Reproduce every line of the records below, requests included, shifting each coordinate in the answers by -57. Leave the pictures out.

[TASK INPUT]
# # # # # # #

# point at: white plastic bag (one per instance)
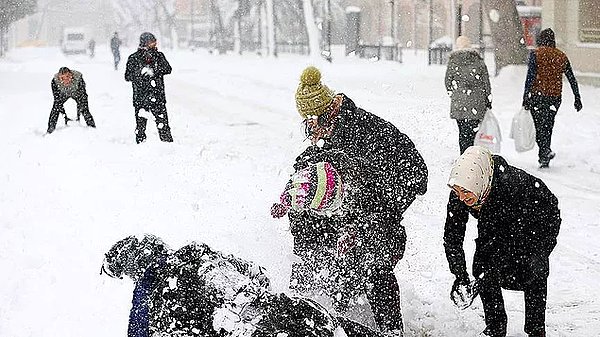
(522, 130)
(489, 134)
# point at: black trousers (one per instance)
(544, 109)
(495, 314)
(82, 109)
(384, 299)
(467, 129)
(159, 111)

# # # # # # #

[THE ANSWER]
# point at: white plastic bag (one per instance)
(465, 73)
(432, 77)
# point at: black trousers (one per instance)
(487, 52)
(438, 257)
(25, 52)
(327, 242)
(410, 72)
(102, 54)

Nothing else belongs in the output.